------ Records for this task

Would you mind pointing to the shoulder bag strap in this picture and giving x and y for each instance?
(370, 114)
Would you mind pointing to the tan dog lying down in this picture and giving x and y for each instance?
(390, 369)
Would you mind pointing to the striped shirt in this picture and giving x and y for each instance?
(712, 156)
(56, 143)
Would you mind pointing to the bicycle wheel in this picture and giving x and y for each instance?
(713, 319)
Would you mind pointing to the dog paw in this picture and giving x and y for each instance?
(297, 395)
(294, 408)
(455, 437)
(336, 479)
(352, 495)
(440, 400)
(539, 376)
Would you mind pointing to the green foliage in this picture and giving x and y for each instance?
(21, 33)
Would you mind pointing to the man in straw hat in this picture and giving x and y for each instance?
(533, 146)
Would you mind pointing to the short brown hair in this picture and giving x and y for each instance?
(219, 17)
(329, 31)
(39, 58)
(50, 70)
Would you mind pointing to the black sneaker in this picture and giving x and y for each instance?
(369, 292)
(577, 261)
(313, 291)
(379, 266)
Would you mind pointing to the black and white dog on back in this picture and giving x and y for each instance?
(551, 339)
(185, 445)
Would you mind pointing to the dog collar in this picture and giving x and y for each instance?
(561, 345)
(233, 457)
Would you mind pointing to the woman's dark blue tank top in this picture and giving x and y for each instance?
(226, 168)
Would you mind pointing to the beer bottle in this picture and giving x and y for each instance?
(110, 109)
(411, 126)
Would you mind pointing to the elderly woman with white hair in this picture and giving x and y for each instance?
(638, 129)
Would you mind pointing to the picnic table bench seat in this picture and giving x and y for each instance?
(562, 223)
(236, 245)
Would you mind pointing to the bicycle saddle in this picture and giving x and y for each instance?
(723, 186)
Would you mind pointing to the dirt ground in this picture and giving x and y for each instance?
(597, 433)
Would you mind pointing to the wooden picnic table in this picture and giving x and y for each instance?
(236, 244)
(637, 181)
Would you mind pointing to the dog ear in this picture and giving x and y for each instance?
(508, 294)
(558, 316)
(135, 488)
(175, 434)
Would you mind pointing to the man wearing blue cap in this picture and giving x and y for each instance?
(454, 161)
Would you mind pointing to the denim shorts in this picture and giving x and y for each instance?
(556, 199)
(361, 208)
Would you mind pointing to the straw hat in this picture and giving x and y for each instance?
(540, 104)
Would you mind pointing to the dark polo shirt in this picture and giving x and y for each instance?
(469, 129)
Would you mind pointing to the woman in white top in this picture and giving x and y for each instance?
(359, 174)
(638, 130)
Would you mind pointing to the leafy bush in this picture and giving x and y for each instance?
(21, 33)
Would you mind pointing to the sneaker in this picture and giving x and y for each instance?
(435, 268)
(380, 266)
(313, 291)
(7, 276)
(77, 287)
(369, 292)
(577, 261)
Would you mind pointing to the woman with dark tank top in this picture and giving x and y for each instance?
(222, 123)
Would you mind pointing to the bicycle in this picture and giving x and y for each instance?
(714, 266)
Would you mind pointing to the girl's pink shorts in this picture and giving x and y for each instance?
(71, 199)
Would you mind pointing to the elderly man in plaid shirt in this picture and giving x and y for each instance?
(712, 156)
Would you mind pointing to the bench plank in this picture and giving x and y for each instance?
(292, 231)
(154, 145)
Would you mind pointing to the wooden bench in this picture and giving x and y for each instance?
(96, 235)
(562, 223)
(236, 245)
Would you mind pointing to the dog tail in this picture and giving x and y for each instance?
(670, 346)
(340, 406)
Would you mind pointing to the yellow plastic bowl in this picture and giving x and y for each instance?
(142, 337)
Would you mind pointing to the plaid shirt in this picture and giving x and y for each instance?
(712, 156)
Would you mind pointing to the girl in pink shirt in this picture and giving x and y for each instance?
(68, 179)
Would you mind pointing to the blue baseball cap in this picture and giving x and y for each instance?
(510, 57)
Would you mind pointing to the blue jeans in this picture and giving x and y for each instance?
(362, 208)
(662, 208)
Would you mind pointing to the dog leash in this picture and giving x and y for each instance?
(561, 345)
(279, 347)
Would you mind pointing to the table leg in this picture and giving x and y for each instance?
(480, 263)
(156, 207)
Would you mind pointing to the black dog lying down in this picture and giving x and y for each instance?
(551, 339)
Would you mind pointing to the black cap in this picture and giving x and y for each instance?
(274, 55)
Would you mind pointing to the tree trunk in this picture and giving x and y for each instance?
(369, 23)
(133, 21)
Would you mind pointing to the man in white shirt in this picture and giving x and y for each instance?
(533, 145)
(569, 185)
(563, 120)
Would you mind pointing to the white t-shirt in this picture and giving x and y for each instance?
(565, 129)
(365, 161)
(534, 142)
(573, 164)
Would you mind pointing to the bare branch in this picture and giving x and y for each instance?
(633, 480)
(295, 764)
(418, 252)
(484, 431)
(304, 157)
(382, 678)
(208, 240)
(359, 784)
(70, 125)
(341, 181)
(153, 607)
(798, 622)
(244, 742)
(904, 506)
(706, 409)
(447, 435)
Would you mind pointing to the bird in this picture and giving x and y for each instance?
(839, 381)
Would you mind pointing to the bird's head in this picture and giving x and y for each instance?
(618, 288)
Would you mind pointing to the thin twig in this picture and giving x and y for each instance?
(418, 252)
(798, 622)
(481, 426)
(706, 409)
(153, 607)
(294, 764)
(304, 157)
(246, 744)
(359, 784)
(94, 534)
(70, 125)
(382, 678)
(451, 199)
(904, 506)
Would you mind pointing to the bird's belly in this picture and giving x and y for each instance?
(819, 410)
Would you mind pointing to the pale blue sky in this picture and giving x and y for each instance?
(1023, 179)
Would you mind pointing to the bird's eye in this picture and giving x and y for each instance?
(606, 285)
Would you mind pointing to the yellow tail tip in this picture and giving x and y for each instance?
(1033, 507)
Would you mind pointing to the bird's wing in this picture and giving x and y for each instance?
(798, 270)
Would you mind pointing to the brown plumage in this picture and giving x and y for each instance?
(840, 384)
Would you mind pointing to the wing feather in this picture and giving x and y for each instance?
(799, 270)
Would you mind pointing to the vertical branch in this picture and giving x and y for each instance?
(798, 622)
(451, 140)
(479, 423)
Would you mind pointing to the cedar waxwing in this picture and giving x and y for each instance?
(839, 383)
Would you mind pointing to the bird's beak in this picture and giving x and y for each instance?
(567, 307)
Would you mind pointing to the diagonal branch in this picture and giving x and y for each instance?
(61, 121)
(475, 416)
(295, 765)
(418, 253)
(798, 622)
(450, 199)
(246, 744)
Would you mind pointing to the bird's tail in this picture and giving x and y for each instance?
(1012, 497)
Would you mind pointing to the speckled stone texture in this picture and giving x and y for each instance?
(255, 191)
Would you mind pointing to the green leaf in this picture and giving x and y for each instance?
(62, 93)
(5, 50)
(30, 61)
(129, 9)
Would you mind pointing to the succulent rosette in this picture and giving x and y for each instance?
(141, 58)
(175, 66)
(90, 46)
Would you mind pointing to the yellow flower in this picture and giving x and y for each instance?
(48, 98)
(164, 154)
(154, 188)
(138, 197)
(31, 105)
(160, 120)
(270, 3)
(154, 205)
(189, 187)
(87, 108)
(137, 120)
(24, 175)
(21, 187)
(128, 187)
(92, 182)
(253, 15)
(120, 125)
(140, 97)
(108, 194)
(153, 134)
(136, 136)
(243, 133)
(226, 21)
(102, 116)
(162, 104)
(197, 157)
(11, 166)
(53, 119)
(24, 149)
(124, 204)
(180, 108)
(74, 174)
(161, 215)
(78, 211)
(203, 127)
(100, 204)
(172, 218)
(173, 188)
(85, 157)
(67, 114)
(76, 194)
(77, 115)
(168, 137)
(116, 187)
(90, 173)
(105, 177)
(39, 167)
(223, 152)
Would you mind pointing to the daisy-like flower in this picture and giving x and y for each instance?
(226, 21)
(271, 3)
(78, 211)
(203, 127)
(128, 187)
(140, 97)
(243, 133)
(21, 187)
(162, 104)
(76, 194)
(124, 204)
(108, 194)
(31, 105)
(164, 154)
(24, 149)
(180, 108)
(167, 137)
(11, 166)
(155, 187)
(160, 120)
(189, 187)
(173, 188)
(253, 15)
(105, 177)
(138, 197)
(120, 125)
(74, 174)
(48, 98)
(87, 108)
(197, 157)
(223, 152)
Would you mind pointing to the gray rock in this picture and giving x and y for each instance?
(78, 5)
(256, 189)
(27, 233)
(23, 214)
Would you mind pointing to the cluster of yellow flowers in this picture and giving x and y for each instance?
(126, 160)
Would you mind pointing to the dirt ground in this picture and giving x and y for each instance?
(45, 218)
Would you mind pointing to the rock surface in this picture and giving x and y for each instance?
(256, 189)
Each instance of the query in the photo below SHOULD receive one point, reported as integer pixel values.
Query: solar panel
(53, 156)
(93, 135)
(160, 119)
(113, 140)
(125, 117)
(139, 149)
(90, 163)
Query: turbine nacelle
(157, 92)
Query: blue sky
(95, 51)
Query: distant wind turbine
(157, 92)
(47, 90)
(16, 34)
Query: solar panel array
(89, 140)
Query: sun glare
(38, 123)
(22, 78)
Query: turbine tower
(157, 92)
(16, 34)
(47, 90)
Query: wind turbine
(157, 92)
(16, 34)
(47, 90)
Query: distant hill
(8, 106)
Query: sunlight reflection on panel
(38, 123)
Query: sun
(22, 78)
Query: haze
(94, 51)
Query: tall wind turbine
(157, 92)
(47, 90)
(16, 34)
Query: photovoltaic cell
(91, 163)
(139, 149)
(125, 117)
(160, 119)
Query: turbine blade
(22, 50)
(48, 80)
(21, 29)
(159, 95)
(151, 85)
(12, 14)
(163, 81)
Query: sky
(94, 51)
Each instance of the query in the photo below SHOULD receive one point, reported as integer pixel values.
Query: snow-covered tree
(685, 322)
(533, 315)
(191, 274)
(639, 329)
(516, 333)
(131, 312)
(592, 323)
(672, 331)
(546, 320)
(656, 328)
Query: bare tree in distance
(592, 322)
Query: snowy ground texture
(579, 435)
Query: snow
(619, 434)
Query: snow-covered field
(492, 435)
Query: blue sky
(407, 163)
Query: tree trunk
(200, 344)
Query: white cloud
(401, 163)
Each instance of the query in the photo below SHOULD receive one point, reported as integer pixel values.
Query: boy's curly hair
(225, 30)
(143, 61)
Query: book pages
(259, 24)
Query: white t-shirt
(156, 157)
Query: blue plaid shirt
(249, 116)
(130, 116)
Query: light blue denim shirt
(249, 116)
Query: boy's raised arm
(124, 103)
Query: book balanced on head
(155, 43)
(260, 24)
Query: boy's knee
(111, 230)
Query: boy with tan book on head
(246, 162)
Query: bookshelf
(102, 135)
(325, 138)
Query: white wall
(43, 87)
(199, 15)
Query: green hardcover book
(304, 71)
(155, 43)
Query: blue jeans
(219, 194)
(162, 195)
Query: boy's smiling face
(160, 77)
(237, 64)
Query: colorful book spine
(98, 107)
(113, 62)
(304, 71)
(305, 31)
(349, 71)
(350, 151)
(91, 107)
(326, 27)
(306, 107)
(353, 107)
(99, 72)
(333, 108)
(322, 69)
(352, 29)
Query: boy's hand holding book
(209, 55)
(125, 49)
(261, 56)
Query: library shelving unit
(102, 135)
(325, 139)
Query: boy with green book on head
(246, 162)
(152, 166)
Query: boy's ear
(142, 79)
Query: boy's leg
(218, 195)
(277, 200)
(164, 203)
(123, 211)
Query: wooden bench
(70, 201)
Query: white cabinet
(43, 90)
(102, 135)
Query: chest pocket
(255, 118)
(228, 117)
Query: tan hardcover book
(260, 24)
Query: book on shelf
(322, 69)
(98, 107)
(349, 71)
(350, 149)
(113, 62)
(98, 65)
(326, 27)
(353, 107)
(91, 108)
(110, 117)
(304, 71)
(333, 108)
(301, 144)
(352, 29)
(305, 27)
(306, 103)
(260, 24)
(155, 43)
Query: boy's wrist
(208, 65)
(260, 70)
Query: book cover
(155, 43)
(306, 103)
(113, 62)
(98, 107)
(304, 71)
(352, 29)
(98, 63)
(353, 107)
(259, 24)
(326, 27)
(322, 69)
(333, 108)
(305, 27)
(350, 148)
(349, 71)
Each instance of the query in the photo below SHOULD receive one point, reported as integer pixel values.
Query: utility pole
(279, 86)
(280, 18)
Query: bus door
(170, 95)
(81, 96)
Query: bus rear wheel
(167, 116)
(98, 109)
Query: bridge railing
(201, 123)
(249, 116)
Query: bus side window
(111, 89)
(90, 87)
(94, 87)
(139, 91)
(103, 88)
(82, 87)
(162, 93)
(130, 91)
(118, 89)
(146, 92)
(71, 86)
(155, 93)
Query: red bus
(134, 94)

------------

Reproduce the data from the line containing "Would you mind pointing to the thin" down through the line containing "(1033, 507)", with "thin twig" changed to "slender branch" and everything else left as it is.

## Correct response
Would you mind pointing to the slender branch in this picture and giving x and y for each instance?
(418, 252)
(798, 622)
(481, 426)
(706, 409)
(153, 607)
(294, 764)
(304, 157)
(246, 744)
(359, 784)
(94, 534)
(70, 125)
(382, 678)
(451, 199)
(904, 506)
Would you mind pointing to the bird's belly in this picture and giving x and y for each instance?
(819, 410)
Would you mind pointing to the pale blue sky in this picture and giving x and y for each instance?
(1023, 179)
Would you mind pointing to the bird's eye in this picture and giving x and y for each instance?
(606, 285)
Would you mind pointing to the yellow tail tip in this picture and giving x and y for each instance?
(1033, 507)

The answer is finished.